THE TASK:
Tell how many lines in the records contain the word "image"; the number alone is the answer.

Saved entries
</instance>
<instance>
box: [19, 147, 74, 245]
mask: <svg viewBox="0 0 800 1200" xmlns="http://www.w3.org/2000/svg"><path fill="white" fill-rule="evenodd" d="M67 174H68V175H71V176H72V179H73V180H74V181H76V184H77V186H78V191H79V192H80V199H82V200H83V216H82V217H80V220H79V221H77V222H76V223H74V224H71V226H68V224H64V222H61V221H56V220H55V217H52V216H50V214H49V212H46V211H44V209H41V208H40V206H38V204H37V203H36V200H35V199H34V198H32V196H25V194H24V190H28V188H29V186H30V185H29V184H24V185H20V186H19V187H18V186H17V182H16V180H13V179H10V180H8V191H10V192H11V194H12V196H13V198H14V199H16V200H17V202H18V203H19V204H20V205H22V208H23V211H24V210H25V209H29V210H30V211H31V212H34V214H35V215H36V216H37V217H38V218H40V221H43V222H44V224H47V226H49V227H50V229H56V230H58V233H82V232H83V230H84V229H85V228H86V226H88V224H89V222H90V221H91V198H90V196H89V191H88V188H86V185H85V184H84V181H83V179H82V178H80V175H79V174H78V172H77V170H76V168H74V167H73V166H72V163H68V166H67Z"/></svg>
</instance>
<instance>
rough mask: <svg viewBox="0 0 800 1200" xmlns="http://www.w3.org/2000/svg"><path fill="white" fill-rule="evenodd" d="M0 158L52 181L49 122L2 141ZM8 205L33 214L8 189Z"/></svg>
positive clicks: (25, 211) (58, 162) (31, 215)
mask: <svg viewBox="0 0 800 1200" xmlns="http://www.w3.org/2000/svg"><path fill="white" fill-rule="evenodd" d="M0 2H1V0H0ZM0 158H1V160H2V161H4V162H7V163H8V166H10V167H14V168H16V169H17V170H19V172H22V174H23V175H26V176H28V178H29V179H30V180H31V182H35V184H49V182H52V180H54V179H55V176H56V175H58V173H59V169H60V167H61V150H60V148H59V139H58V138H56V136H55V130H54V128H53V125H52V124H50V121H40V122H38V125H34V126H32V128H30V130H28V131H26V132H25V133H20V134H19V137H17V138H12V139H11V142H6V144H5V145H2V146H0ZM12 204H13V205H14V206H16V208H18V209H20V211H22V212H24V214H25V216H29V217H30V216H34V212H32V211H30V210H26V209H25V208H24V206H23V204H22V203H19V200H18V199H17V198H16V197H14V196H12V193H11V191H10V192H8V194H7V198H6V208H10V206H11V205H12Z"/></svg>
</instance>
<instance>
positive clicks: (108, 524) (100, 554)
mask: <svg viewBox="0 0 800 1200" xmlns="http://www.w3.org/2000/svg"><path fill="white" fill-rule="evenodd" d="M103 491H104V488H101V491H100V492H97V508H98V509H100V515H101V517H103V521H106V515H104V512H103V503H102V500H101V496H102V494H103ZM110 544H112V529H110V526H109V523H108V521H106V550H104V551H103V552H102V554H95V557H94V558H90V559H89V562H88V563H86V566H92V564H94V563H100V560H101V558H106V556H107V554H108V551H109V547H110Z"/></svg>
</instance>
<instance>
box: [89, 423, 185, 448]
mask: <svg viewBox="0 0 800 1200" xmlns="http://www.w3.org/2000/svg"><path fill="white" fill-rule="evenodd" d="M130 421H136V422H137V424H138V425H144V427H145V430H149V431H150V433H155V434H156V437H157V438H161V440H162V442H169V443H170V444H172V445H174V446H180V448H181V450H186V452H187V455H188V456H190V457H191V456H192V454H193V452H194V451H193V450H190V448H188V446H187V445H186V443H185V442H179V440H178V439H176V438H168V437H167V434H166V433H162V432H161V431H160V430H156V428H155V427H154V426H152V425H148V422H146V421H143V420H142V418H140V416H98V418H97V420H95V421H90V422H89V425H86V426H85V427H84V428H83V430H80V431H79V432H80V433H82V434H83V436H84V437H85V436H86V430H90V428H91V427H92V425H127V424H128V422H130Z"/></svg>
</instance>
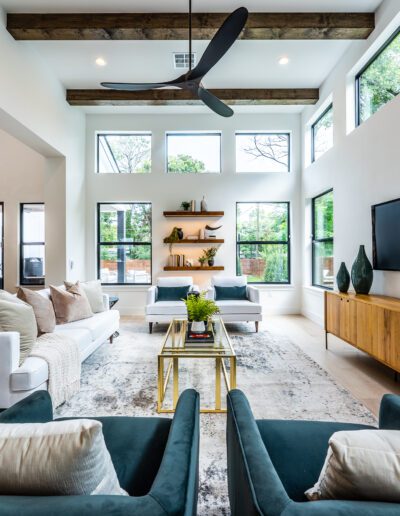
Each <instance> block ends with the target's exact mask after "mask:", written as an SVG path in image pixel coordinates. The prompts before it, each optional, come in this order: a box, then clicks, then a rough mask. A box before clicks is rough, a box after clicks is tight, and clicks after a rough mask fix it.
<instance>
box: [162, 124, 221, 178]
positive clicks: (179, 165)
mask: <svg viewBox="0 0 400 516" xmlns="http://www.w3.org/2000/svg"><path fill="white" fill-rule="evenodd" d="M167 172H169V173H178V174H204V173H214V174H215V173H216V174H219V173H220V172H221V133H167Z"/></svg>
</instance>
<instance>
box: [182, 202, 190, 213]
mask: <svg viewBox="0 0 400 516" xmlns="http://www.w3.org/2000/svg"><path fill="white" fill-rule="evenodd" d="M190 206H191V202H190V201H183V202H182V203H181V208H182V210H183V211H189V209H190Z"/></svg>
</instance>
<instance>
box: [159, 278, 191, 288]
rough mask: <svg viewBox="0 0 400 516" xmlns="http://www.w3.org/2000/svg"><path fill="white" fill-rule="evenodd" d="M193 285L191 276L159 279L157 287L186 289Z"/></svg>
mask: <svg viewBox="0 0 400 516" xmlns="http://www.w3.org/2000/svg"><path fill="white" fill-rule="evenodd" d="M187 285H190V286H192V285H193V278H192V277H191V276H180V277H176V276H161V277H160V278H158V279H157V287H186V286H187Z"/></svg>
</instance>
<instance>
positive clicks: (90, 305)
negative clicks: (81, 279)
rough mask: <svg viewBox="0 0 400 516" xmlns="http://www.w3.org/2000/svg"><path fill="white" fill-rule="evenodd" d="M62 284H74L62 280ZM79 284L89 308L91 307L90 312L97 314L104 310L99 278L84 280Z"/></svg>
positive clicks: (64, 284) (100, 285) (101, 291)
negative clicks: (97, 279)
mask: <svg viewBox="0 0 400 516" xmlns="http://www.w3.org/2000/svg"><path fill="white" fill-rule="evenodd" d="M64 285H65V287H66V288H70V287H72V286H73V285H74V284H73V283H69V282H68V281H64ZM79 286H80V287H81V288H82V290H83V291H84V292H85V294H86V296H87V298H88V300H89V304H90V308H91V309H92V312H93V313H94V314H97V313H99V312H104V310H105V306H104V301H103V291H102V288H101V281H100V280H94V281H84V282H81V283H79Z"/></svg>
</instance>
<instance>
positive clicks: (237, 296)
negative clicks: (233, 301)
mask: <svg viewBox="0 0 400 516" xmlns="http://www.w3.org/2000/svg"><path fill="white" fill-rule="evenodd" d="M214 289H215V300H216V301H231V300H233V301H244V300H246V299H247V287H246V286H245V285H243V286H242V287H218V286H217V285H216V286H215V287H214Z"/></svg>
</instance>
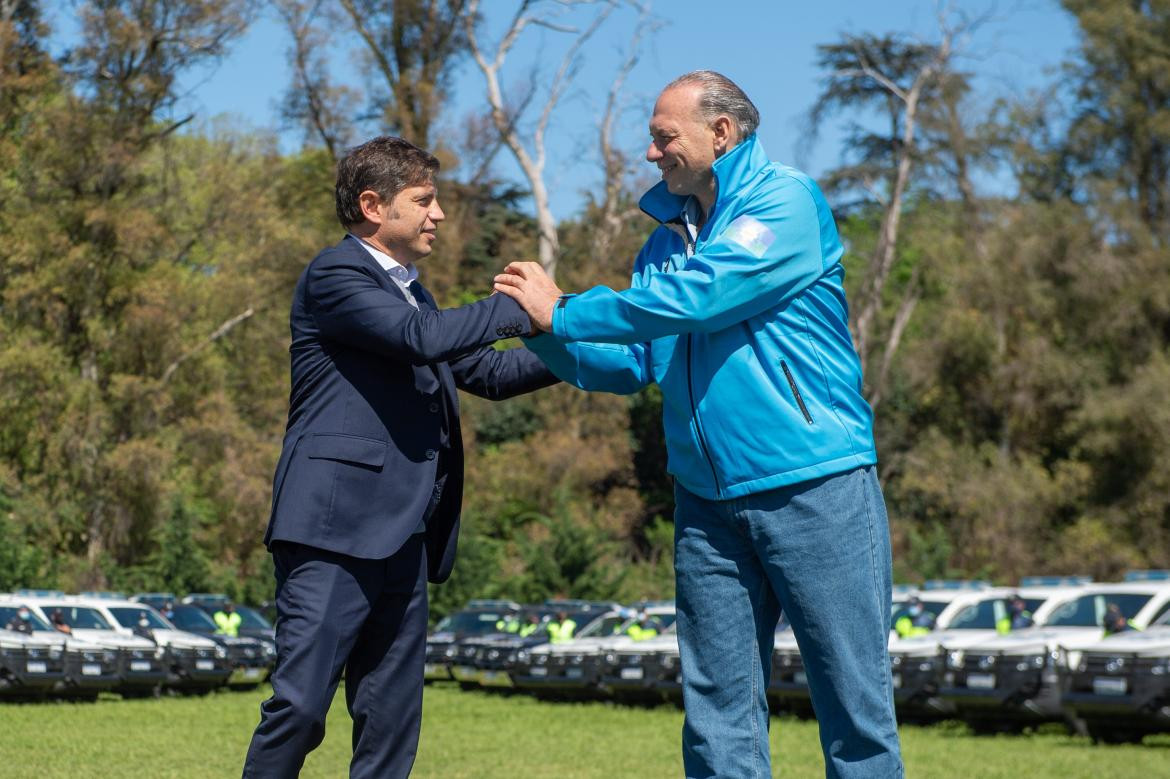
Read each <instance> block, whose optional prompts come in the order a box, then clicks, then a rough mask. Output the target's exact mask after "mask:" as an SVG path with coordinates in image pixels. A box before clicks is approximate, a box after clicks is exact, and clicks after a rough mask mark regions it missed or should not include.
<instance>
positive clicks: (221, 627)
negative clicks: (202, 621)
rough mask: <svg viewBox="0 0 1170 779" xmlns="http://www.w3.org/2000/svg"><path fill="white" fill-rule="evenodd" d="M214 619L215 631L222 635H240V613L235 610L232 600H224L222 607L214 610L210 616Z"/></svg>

---

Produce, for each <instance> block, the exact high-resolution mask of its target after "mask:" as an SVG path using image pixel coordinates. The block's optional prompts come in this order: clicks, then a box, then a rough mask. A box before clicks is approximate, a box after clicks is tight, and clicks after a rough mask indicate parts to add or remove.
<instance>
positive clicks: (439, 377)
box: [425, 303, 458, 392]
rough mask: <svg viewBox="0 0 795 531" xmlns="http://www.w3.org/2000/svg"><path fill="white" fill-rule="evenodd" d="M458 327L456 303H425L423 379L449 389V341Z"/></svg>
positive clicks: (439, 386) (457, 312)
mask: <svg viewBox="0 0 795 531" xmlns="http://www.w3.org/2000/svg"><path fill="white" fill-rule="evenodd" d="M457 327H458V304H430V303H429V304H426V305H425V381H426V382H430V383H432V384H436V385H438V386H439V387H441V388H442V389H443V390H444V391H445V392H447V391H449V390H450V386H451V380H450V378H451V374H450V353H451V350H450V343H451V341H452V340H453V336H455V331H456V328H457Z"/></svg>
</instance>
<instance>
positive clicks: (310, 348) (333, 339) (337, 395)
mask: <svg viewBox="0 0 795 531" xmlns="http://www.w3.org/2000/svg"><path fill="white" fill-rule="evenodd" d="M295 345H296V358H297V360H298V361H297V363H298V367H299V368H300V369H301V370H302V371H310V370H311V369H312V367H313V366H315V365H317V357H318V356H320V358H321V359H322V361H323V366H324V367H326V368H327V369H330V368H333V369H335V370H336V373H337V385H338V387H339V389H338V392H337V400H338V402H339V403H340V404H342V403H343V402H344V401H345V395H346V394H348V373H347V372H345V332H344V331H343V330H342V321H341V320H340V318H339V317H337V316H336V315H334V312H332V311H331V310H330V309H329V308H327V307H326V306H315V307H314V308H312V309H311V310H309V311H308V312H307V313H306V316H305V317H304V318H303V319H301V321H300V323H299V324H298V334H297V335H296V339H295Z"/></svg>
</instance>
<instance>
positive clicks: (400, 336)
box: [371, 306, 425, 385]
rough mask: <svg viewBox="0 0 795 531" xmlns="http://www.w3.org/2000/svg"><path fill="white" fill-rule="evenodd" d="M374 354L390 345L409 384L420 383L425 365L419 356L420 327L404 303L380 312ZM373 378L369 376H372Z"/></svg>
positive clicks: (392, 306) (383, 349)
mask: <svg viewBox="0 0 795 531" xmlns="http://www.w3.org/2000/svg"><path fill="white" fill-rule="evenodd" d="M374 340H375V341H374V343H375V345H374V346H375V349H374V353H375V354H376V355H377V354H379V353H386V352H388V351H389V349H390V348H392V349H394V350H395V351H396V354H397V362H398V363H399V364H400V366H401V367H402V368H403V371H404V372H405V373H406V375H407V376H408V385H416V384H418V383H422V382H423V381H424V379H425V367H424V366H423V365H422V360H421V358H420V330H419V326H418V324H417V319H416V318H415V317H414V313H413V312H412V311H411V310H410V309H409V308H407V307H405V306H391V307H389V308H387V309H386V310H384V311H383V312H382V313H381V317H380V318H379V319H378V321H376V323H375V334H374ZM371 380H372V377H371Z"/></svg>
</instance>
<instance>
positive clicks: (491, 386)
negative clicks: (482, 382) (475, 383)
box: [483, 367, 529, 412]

---

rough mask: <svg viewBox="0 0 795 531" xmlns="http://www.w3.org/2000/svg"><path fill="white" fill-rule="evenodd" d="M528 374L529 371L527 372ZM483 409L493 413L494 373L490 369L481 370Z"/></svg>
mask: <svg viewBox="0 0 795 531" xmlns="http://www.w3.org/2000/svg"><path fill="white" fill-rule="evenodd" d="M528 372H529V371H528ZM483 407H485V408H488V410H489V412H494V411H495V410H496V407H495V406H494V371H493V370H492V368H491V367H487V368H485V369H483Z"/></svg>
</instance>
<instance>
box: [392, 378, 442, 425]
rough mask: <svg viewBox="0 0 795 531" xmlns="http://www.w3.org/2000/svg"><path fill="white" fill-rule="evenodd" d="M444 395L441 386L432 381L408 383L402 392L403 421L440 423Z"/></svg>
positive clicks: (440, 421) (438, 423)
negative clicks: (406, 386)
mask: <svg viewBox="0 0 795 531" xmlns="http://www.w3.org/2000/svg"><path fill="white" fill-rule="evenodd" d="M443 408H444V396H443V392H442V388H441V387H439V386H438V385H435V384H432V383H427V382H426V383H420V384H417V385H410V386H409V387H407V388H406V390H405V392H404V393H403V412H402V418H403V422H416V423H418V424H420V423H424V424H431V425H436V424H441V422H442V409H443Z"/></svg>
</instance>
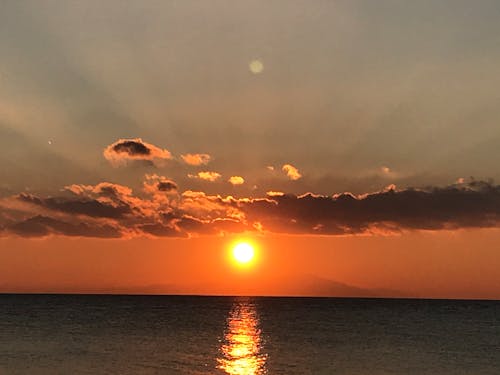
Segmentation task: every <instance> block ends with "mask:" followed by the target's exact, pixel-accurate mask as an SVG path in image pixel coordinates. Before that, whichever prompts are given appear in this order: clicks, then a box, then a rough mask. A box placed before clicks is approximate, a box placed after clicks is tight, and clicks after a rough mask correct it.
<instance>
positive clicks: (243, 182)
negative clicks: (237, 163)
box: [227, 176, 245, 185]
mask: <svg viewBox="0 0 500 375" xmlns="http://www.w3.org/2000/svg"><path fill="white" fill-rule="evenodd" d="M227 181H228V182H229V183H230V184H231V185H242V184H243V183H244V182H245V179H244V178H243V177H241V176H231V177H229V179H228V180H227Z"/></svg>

OUTPUT FOR THIS TASK:
4